• **Problem to solve**: Copy each line of the records below verbatim, leaving every character as it is.

• **Labeled region records**:
##############################

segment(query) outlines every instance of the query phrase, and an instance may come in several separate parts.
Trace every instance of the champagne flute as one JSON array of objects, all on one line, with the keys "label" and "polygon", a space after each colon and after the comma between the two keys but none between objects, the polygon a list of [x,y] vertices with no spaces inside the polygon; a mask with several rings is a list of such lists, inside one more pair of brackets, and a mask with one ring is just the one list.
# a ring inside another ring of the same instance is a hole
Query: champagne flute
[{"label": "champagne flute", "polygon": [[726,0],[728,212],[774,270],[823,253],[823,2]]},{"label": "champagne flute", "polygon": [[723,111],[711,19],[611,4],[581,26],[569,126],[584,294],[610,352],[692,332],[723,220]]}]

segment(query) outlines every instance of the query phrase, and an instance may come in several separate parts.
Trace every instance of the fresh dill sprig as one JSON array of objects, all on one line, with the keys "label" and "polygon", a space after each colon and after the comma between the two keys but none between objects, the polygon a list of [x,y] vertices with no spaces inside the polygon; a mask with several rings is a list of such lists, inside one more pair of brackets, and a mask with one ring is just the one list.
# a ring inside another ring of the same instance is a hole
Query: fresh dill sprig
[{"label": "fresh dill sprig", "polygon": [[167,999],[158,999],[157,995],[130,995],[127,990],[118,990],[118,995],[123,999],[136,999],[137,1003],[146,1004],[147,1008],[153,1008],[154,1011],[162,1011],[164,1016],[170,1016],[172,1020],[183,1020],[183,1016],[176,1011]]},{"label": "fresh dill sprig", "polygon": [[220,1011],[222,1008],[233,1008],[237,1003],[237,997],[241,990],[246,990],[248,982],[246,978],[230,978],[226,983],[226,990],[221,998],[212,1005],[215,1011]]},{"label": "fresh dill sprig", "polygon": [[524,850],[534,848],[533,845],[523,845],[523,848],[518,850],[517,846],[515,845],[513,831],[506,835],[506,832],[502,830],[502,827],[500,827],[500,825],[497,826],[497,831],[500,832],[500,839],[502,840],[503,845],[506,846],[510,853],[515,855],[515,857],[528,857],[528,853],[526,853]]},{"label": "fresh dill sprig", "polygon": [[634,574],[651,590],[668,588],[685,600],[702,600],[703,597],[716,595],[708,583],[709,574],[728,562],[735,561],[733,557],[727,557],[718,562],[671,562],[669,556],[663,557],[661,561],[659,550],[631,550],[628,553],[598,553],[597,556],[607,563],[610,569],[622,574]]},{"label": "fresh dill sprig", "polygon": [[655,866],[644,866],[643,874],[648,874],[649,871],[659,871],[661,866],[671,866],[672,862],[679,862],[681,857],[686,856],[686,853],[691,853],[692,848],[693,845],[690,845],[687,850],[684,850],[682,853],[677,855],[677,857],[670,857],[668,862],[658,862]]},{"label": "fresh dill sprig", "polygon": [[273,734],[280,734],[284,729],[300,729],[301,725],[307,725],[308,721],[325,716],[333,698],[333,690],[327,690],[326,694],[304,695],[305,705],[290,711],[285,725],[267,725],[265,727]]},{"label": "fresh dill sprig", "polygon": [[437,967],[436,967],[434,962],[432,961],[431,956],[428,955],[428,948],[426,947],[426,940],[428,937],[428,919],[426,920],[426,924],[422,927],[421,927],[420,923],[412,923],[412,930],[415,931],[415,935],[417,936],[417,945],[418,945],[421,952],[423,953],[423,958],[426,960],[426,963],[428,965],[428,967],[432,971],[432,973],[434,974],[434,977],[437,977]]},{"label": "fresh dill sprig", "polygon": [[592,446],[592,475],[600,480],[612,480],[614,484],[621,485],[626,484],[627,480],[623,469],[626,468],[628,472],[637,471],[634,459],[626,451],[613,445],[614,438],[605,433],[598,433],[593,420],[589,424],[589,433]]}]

##############################

• **Solved problem**:
segment(query) outlines every instance of the query phrase, and an instance may come in several separate parts.
Trace every instance of the champagne flute as one JSON array of objects, all on one line, with the keys "label" and "polygon", a space after each colon and after the comma between the two keys but none between objects, the polygon a list of [x,y] vertices with no spaces inside the polygon; a mask with several rings is a list of such lists, inside one more pair of brackets, and a mask with one ring is just the one list.
# a ring inside another ring of the same instance is a hole
Query: champagne flute
[{"label": "champagne flute", "polygon": [[726,0],[728,212],[774,270],[823,253],[823,2]]},{"label": "champagne flute", "polygon": [[723,111],[711,19],[611,4],[581,26],[569,126],[584,294],[610,352],[692,332],[723,220]]}]

segment(query) outlines every instance of the query phrase, and an instance may come in several separate parts.
Trace every instance of the fresh dill sprig as one JSON array of objects, all on one line, with the keys "label" and "polygon", a space after each colon and after the comma between the two keys but none between objects, the polygon a list of [x,y] vertices with no spaces inside the polygon; a mask with several rings is a list of such lists, inside one more pair of brackets, and a mask with one ring is just the one list.
# a ring inside another ring of the same instance is a hole
Query: fresh dill sprig
[{"label": "fresh dill sprig", "polygon": [[167,999],[158,999],[157,995],[130,995],[127,990],[118,990],[118,995],[123,999],[136,999],[137,1003],[146,1004],[147,1008],[153,1008],[154,1011],[162,1011],[164,1016],[170,1016],[172,1020],[183,1020],[183,1016],[176,1011]]},{"label": "fresh dill sprig", "polygon": [[220,1011],[222,1008],[233,1008],[237,1003],[237,997],[241,990],[246,990],[248,982],[246,978],[230,978],[226,983],[226,990],[221,998],[212,1005],[215,1011]]},{"label": "fresh dill sprig", "polygon": [[524,850],[534,848],[533,845],[523,845],[523,848],[518,850],[517,846],[515,845],[513,831],[506,835],[506,832],[502,830],[502,827],[500,827],[500,825],[497,826],[497,831],[500,832],[500,839],[502,840],[503,845],[506,846],[510,853],[515,855],[515,857],[528,857],[528,853],[526,853]]},{"label": "fresh dill sprig", "polygon": [[634,574],[651,590],[668,588],[685,600],[702,600],[703,597],[716,595],[708,583],[709,574],[728,562],[735,561],[733,557],[727,557],[718,562],[671,562],[669,556],[663,557],[661,561],[659,550],[631,550],[628,553],[598,553],[597,556],[607,563],[610,569],[622,574]]},{"label": "fresh dill sprig", "polygon": [[655,866],[644,866],[643,874],[648,874],[649,871],[659,871],[661,866],[671,866],[672,862],[679,862],[681,857],[686,856],[686,853],[691,853],[692,848],[693,845],[690,845],[687,850],[684,850],[682,853],[677,855],[677,857],[670,857],[668,862],[658,862]]},{"label": "fresh dill sprig", "polygon": [[273,734],[280,734],[284,729],[300,729],[301,725],[307,725],[308,721],[325,716],[333,698],[333,690],[327,690],[326,694],[304,695],[305,705],[290,711],[285,725],[267,725],[265,727]]},{"label": "fresh dill sprig", "polygon": [[437,967],[436,967],[434,962],[432,961],[431,956],[428,955],[428,948],[426,947],[426,940],[428,937],[428,919],[426,920],[426,924],[422,927],[421,927],[420,923],[412,923],[412,930],[415,931],[415,935],[417,936],[417,945],[418,945],[421,952],[423,953],[423,958],[426,960],[426,963],[428,965],[428,967],[432,971],[432,973],[434,974],[434,977],[437,977]]},{"label": "fresh dill sprig", "polygon": [[592,446],[592,475],[600,480],[612,480],[614,484],[621,485],[626,484],[627,480],[623,469],[626,468],[628,472],[637,471],[634,459],[626,451],[613,445],[614,438],[605,433],[598,433],[593,420],[589,424],[589,433]]}]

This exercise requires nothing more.